▸ Datos proporcionados
==============================

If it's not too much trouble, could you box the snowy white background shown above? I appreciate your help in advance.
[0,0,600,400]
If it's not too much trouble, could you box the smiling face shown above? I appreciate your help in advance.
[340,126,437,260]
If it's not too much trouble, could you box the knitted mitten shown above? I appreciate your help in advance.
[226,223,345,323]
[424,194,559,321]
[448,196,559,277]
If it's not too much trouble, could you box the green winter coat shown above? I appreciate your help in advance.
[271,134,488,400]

==============================

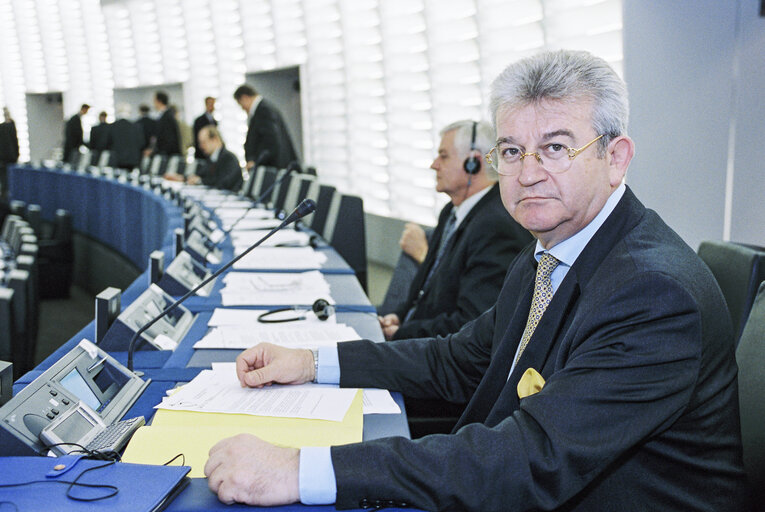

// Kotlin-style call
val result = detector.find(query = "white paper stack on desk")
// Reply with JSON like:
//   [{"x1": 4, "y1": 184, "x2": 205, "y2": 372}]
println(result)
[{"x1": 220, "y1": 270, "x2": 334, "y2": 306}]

==============================

▸ Instrucción dada
Transcribe sin cambios las líneas que van desde la que contiene "If it's not too much trouble, could you box the snowy" hasta la que contiene "[340,126,437,260]", ambas incluidas.

▸ Respuesta completa
If it's not too much trouble, could you box the snowy white background shown above? I appreciate your help in advance.
[0,0,600,400]
If it's not too much trouble, could you box the smiling face shown above? I appreciate your help in advance.
[340,126,437,260]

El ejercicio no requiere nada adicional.